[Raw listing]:
━━━━━━━━

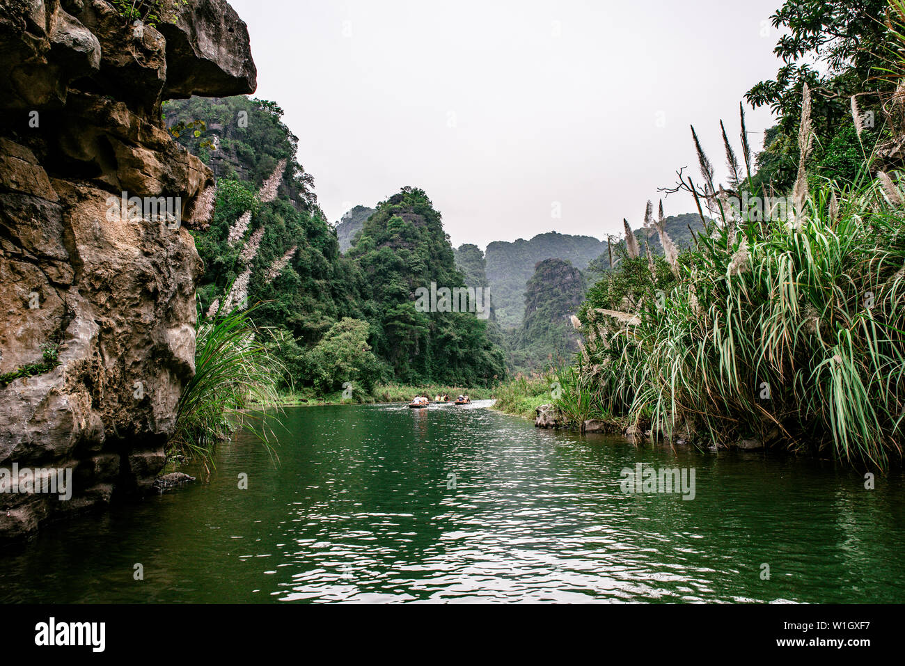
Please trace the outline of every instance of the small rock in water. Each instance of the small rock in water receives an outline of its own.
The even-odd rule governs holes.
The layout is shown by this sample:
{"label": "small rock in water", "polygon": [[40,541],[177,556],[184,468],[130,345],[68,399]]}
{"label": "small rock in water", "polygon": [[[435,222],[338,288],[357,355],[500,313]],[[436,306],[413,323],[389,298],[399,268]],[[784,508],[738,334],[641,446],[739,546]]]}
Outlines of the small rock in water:
{"label": "small rock in water", "polygon": [[584,430],[586,433],[605,433],[606,422],[601,419],[589,419],[585,422]]}
{"label": "small rock in water", "polygon": [[627,439],[629,442],[640,442],[642,438],[644,436],[643,433],[641,432],[641,428],[639,428],[637,425],[628,426],[625,429],[624,435],[625,436],[625,439]]}
{"label": "small rock in water", "polygon": [[552,404],[541,404],[535,410],[538,418],[534,420],[535,428],[558,428],[556,410]]}
{"label": "small rock in water", "polygon": [[764,448],[764,442],[754,438],[738,440],[735,442],[734,447],[739,451],[761,451]]}
{"label": "small rock in water", "polygon": [[154,488],[159,491],[168,490],[171,488],[176,488],[176,486],[181,486],[185,483],[190,483],[195,480],[194,476],[189,476],[188,474],[184,474],[181,471],[171,471],[169,474],[164,474],[154,480]]}

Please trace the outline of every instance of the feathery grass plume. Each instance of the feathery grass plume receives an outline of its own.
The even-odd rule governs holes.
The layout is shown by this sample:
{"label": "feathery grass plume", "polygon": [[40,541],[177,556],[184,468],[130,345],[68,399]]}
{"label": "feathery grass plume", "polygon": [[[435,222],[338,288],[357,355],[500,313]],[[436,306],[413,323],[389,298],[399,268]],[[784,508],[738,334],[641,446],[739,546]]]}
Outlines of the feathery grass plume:
{"label": "feathery grass plume", "polygon": [[[653,224],[657,229],[657,234],[660,236],[660,246],[663,249],[663,256],[666,257],[666,261],[670,263],[670,268],[672,272],[679,275],[679,249],[676,247],[675,243],[672,243],[672,239],[670,238],[670,234],[666,233],[666,217],[663,215],[663,200],[660,200],[660,214],[657,222]],[[651,272],[653,273],[653,258],[650,258],[650,264],[652,266]],[[654,277],[656,275],[654,274]]]}
{"label": "feathery grass plume", "polygon": [[[704,185],[710,186],[711,193],[715,192],[716,188],[713,186],[713,165],[704,152],[704,148],[700,146],[698,133],[694,131],[694,125],[691,126],[691,138],[694,139],[694,149],[698,151],[698,164],[700,166],[700,175],[704,177]],[[704,191],[707,191],[706,188]]]}
{"label": "feathery grass plume", "polygon": [[248,282],[252,279],[252,269],[246,269],[230,287],[223,305],[224,312],[243,310],[248,307]]}
{"label": "feathery grass plume", "polygon": [[726,147],[726,166],[729,168],[729,185],[738,188],[741,179],[738,177],[738,158],[735,156],[729,138],[726,136],[726,127],[719,121],[719,128],[723,131],[723,146]]}
{"label": "feathery grass plume", "polygon": [[295,251],[298,249],[298,245],[293,245],[291,250],[272,263],[271,267],[267,269],[267,272],[264,274],[264,280],[268,282],[272,280],[275,280],[280,273],[282,272],[282,270],[289,264],[290,261],[292,259],[292,255],[295,254]]}
{"label": "feathery grass plume", "polygon": [[860,141],[862,132],[864,131],[864,117],[861,115],[861,109],[858,109],[858,98],[855,95],[852,95],[852,119],[854,120],[854,130]]}
{"label": "feathery grass plume", "polygon": [[638,247],[638,239],[634,237],[634,233],[632,233],[632,227],[628,225],[628,220],[623,218],[623,224],[625,226],[625,248],[628,250],[628,255],[632,259],[637,259],[641,256],[641,248]]}
{"label": "feathery grass plume", "polygon": [[252,224],[252,211],[245,211],[242,214],[242,217],[235,221],[235,224],[230,227],[229,234],[226,236],[226,243],[230,245],[235,245],[243,238],[245,237],[245,232],[248,231],[248,225]]}
{"label": "feathery grass plume", "polygon": [[877,177],[880,178],[880,182],[883,186],[883,192],[886,194],[886,198],[890,204],[897,208],[901,208],[905,205],[905,203],[902,202],[901,192],[896,186],[896,184],[892,182],[892,178],[890,177],[889,174],[885,171],[878,171]]}
{"label": "feathery grass plume", "polygon": [[217,186],[213,185],[205,189],[195,200],[189,219],[191,228],[206,231],[211,225],[211,216],[217,201]]}
{"label": "feathery grass plume", "polygon": [[216,317],[219,311],[220,311],[220,299],[214,299],[214,302],[211,303],[211,307],[207,309],[207,314],[205,315],[205,319],[210,319],[213,317]]}
{"label": "feathery grass plume", "polygon": [[750,269],[751,256],[748,252],[748,239],[742,238],[738,244],[738,249],[732,255],[731,261],[726,269],[727,276],[733,277],[746,273]]}
{"label": "feathery grass plume", "polygon": [[751,144],[748,141],[748,128],[745,127],[745,106],[738,102],[738,115],[741,117],[741,156],[745,159],[745,171],[751,180]]}
{"label": "feathery grass plume", "polygon": [[[698,436],[713,443],[756,433],[768,445],[881,468],[900,460],[901,215],[874,207],[876,182],[812,189],[813,213],[795,233],[773,224],[764,236],[746,233],[737,247],[725,228],[716,238],[700,234],[688,280],[664,307],[632,315],[626,299],[597,310],[614,319],[609,346],[588,345],[589,361],[576,368],[588,409],[614,423],[664,423],[667,439],[670,424],[692,414]],[[867,290],[877,298],[865,312]],[[586,310],[597,307],[613,306],[591,300]],[[763,382],[782,389],[759,400]]]}
{"label": "feathery grass plume", "polygon": [[839,219],[839,199],[836,197],[835,190],[830,195],[830,221],[836,222]]}
{"label": "feathery grass plume", "polygon": [[798,177],[795,178],[795,189],[792,191],[792,201],[795,204],[795,223],[805,214],[807,203],[807,157],[814,146],[814,131],[811,124],[811,89],[805,81],[802,85],[801,123],[798,126]]}
{"label": "feathery grass plume", "polygon": [[272,456],[263,410],[279,409],[277,386],[285,368],[255,340],[253,309],[199,323],[195,372],[179,398],[167,452],[181,452],[206,466],[219,441],[256,420],[262,425],[252,433]]}
{"label": "feathery grass plume", "polygon": [[252,262],[258,255],[258,248],[261,247],[261,239],[264,235],[264,228],[260,227],[248,239],[245,247],[239,253],[239,261],[246,266],[251,266]]}
{"label": "feathery grass plume", "polygon": [[286,159],[283,158],[277,163],[277,167],[273,169],[271,177],[265,180],[264,184],[261,186],[261,190],[258,192],[258,199],[262,203],[268,204],[277,198],[277,191],[280,189],[280,184],[282,182],[285,171]]}
{"label": "feathery grass plume", "polygon": [[647,205],[644,206],[644,228],[653,230],[653,202],[648,199]]}

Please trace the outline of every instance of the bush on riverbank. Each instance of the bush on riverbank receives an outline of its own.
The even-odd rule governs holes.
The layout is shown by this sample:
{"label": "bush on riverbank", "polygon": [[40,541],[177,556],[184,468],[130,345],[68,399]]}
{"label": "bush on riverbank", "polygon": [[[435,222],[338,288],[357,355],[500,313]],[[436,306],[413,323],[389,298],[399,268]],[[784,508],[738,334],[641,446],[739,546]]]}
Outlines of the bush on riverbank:
{"label": "bush on riverbank", "polygon": [[[349,396],[351,394],[351,396]],[[427,395],[432,400],[436,395],[446,394],[450,400],[455,400],[460,394],[467,395],[472,400],[488,400],[493,391],[486,387],[464,388],[462,386],[442,386],[428,385],[411,386],[401,384],[378,384],[370,391],[352,387],[351,391],[319,393],[313,388],[301,388],[283,393],[280,402],[285,405],[297,404],[372,404],[375,403],[407,403],[415,395]]]}
{"label": "bush on riverbank", "polygon": [[556,395],[556,385],[550,377],[518,376],[493,389],[494,408],[507,414],[533,419],[541,404],[550,403]]}
{"label": "bush on riverbank", "polygon": [[[255,308],[199,316],[195,373],[179,399],[168,455],[206,462],[218,442],[279,404],[283,368],[262,342],[252,320]],[[252,432],[269,445],[266,430]]]}

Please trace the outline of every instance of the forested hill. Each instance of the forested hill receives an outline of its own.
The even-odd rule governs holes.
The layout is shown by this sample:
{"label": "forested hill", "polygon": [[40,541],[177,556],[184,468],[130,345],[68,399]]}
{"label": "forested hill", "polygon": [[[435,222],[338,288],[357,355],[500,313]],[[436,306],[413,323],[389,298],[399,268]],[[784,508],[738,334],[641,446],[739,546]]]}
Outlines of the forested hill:
{"label": "forested hill", "polygon": [[204,314],[259,304],[252,317],[268,327],[262,335],[286,367],[287,387],[329,393],[351,382],[370,390],[394,379],[467,386],[504,376],[485,320],[416,308],[419,287],[464,284],[423,191],[406,187],[380,204],[344,256],[279,106],[192,98],[168,102],[164,114],[217,176],[210,228],[193,233],[205,262]]}
{"label": "forested hill", "polygon": [[[674,215],[665,220],[667,233],[680,247],[688,247],[692,243],[689,226],[695,233],[701,228],[700,218],[696,213]],[[648,233],[643,227],[634,230],[634,233],[642,246],[650,239],[651,250],[656,254],[662,253],[657,233]],[[612,249],[614,251],[615,246],[624,241],[614,239],[612,243]],[[466,253],[462,252],[464,248],[474,250],[469,250]],[[463,271],[466,270],[466,261],[475,263],[475,250],[480,252],[473,245],[462,245],[459,249],[457,262]],[[561,259],[580,271],[587,269],[592,262],[594,268],[605,269],[609,266],[609,249],[606,241],[600,241],[593,236],[573,236],[550,232],[538,234],[530,241],[519,238],[511,243],[491,243],[487,246],[483,259],[486,278],[493,295],[496,319],[504,329],[518,328],[524,318],[526,283],[534,274],[538,262]]]}
{"label": "forested hill", "polygon": [[[691,247],[694,244],[694,239],[691,236],[691,232],[698,233],[703,225],[700,223],[700,215],[697,213],[683,213],[680,215],[672,215],[665,218],[663,221],[663,229],[666,231],[667,235],[672,240],[677,246],[680,248]],[[641,227],[639,229],[634,229],[633,233],[638,239],[638,244],[641,251],[643,252],[646,245],[650,243],[651,252],[654,254],[662,254],[663,248],[660,244],[660,234],[657,233],[655,229],[645,229]],[[610,267],[610,250],[614,252],[614,258],[615,257],[615,250],[617,245],[624,246],[625,241],[622,239],[618,242],[614,242],[610,248],[607,248],[606,243],[604,243],[604,252],[592,262],[593,269],[607,269]]]}
{"label": "forested hill", "polygon": [[509,333],[510,366],[513,372],[546,370],[568,363],[578,350],[578,334],[570,315],[585,300],[581,271],[561,259],[545,259],[534,268],[525,292],[525,320]]}
{"label": "forested hill", "polygon": [[373,208],[357,205],[345,213],[342,219],[337,223],[337,239],[339,241],[339,252],[348,252],[352,247],[355,234],[361,231],[365,220],[374,214]]}
{"label": "forested hill", "polygon": [[[433,296],[465,286],[465,278],[423,190],[404,187],[379,204],[348,256],[364,274],[375,351],[397,378],[468,385],[505,376],[503,353],[487,338],[484,294],[464,303],[453,299],[445,308]],[[429,308],[414,307],[419,289],[430,290]],[[456,311],[443,311],[451,307]]]}
{"label": "forested hill", "polygon": [[525,284],[534,266],[545,259],[562,259],[584,270],[606,249],[592,236],[573,236],[549,232],[530,241],[496,241],[484,254],[487,279],[493,294],[497,320],[504,328],[521,325],[525,309]]}

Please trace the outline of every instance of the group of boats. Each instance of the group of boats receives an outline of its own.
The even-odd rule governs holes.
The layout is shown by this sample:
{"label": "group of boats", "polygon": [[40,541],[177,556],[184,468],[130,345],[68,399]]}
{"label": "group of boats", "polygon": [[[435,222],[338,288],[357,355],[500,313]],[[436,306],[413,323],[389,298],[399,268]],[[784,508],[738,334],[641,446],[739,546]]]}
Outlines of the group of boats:
{"label": "group of boats", "polygon": [[431,400],[426,395],[415,395],[414,400],[408,404],[411,409],[424,409],[429,404],[471,404],[472,399],[468,395],[460,395],[455,400],[451,400],[449,395],[437,395]]}

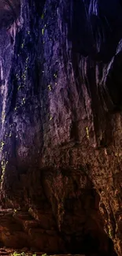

━━━━━━━━

[TASK REQUIREMENTS]:
Starting at the line containing "Please trace the outline of every instance of the group", reproduce every line through the end of the listing, and multiply each polygon coordinate in the outlines by 1.55, rounding to whole numbers with halves rounded up. Leave the request lines and their format samples unchanged, and omit the pictures.

[COMPLETE OUTPUT]:
Please trace the outline of every instance of the group of boats. Each instance of the group of boats receives an outline of its own.
The even-odd rule governs holes.
The layout is shown by this sample:
{"label": "group of boats", "polygon": [[40,541],[177,556],[184,468],[130,345],[68,399]]}
{"label": "group of boats", "polygon": [[[435,222],[338,288],[357,355],[500,313]],[[436,306],[413,323],[389,298],[399,268]],[[784,508],[738,334],[641,446],[739,546]]]}
Outlines of the group of boats:
{"label": "group of boats", "polygon": [[668,620],[660,612],[643,612],[642,620],[632,626],[637,634],[657,634],[665,626],[730,626],[732,618],[725,612],[713,612],[705,620],[699,620],[696,612],[677,612]]}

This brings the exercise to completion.